- **ASSIGNMENT A**
In the text on cheminformatics and COVID-19, how many participants does the COVID Moonshot involve?
- **ASSIGNMENT B**
Rewrite the paragraph of the text on cheminformatics and COVID-19 that opens "Given that rapid dissemination" in shorter form, keeping its main facts.
- **ASSIGNMENT C**
In the text on cheminformatics and COVID-19, take the part that opens with the words "Given that rapid" and closes with "across the world.", and write it out again, substituting "early-release manuscripts" for "preprints".

- **TEXT PROVIDED**
Cheminformatics in action

It is important to note that there are examples of work that exemplify computational-experimental collaboration and the community response to disseminating the plethora of computational studies and their data. We highlight two of them, namely the COVID Moonshot [15] and the COVID-19 Molecular Structure and Therapeutics Hub [16]. The COVID Moonshot focuses on finding inhibitors of the Main protease (Mpro) of COVID-19, and involves 300 participants with a core group of 20 people. Importantly, the project has access to computational, synthetic and bioassay resources, coupled to a synchrotron that produces multiple structures each week. The project has been able to identify Mpro binders exhibiting nanomolar potencies. While the project employs well-known computational methodologies, the key element is that computational results are part of the design-make-test cycle. In other words, computation is not isolated. Nonetheless, the project makes use of key Open Source products such as Fragalysis (a cloud-based application to progress hits in fragment-based drug design projects) [17]. The Hub, on the other hand, is an example of a resource that aggregates data of various types that can be used for computational studies. This includes structure models, simulation related datasets (e.g., configuration files, trajectories). While this does not directly lead to tested small molecules, it represents an invaluable coordinated resource covering the wide variety of computational studies that are being published.

Given that rapid dissemination via preprints and resources such as the Hub are more appropriate for the immediate response required in the current setting, it is reasonable to ask how effective these resources are in covering the research landscape and driving COVID-19 research in the computational chemistry domain. Such an evaluation is probably better suited for a more in-depth study, but we note that efforts such as the COVID Moonshot and the Hub now involve contributions from at least 15 industrial and academic groups from across the world.

Conclusion

It is clear that the computational chemistry and cheminformatics community are actively engaged in COVID-19 research and the rapid appearance of computational research [18] on COVID-19 attests to the value of Open Data, Open Source and Open Science in general. However, given the scope of this journal, and the desire to encourage rigorous cheminformatics studies, we have decided not to create a thematic issue focused on COVID-19, and rather continue to focus on actionable cheminformatics, irrespective of any specific disease. And when computational hypotheses are presented, we continue to require experimental validation.

The above discussion might suggest that the only role of cheminformatics is to identify new therapeutic interventions. While this is a key and pressing role in the current pandemic, there are many other areas such as databases (e.g., ChEMBL [19], which underlies a number of virtual screening studies, the NCATS COVID-19 OpenData Portal [20] which rapidly disseminates in vitro screening data against multiple SARS-CoV-2 targets and the canSAR Coronavirus Discovery resource [21] which collates multiple molecular and clinical data types related to COVID-19), literature (e.g., CORD-19 [22] which has collated scholarly articles around SARS-CoV-2 and related coronaviruses to enable text mining research), protein features such as post-translational modifications, force fields, physicochemical properties and associated models that underly many of the approaches that one can use to identify new therapeutics. We would argue that these foundational areas are also critical to ensuring that when the need arises for computational methods to be applied to therapeutic development, they can do so on a solid foundation.

Thus, we hope that cheminformatics researchers will consider the role of chemical information, methods and standards in the context of anti-viral research, and look forward to such submissions. But given the urgency of the current situation, and the need to focus resources on actionable outcomes, we suggest that there are other platforms for the publication of lists of putative inhibitors of a SARS-CoV-2 enzyme. The journal will continue to focus on studies which advance cheminformatics and can be applied both in this pandemic and in the next one.

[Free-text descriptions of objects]
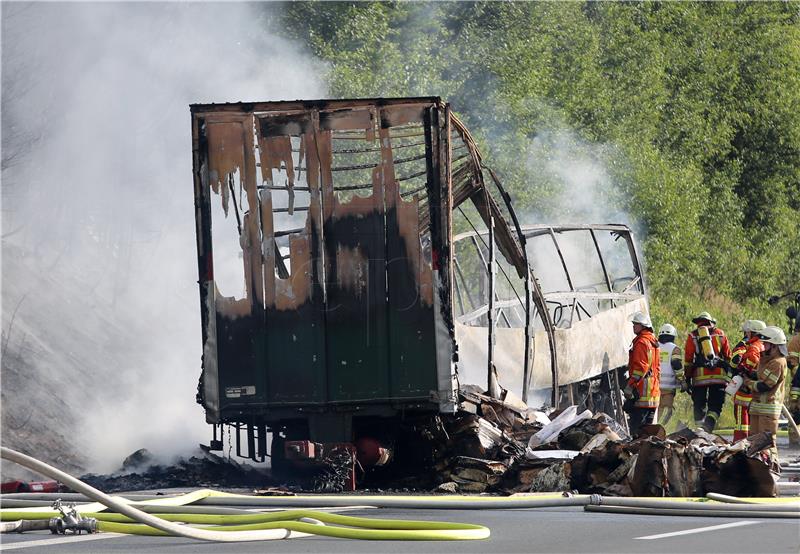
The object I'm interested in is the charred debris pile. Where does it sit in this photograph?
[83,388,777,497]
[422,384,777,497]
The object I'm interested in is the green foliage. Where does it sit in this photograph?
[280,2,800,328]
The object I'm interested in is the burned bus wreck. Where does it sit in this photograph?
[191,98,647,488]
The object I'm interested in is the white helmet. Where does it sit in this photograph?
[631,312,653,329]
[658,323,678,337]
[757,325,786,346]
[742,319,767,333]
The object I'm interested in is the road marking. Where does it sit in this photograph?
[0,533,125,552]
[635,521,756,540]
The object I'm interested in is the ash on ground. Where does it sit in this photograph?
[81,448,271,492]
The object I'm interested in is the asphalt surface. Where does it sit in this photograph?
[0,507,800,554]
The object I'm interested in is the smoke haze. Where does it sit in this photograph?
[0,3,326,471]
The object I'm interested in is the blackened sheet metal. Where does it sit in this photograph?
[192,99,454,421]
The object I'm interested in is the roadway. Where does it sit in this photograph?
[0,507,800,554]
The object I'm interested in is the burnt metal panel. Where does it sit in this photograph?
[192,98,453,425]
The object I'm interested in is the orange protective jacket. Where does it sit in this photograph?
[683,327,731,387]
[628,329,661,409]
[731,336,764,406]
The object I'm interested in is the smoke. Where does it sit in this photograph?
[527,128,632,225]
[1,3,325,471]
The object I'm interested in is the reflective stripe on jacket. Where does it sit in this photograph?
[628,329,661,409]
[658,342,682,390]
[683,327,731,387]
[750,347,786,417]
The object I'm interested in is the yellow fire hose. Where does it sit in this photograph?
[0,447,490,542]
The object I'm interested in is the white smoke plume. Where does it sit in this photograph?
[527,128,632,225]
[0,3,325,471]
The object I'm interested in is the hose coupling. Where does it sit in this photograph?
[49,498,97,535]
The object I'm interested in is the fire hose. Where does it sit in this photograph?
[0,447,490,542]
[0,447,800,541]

- **EXERCISE OUTPUT A**
It involves 300 participants, with a core group of 20 people.

- **EXERCISE OUTPUT B**
Because preprints and resources such as the Hub suit the immediate response the current setting requires, it is fair to ask how well they cover the research landscape and drive COVID-19 research in computational chemistry. A deeper study would probably suit that evaluation better. Still, efforts such as the COVID Moonshot and the Hub now draw contributions from at least 15 industrial and academic groups around the world.

- **EXERCISE OUTPUT C**
Given that rapid dissemination via early-release manuscripts and resources such as the Hub are more appropriate for the immediate response required in the current setting, it is reasonable to ask how effective these resources are in covering the research landscape and driving COVID-19 research in the computational chemistry domain. Such an evaluation is probably better suited for a more in-depth study, but we note that efforts such as the COVID Moonshot and the Hub now involve contributions from at least 15 industrial and academic groups from across the world.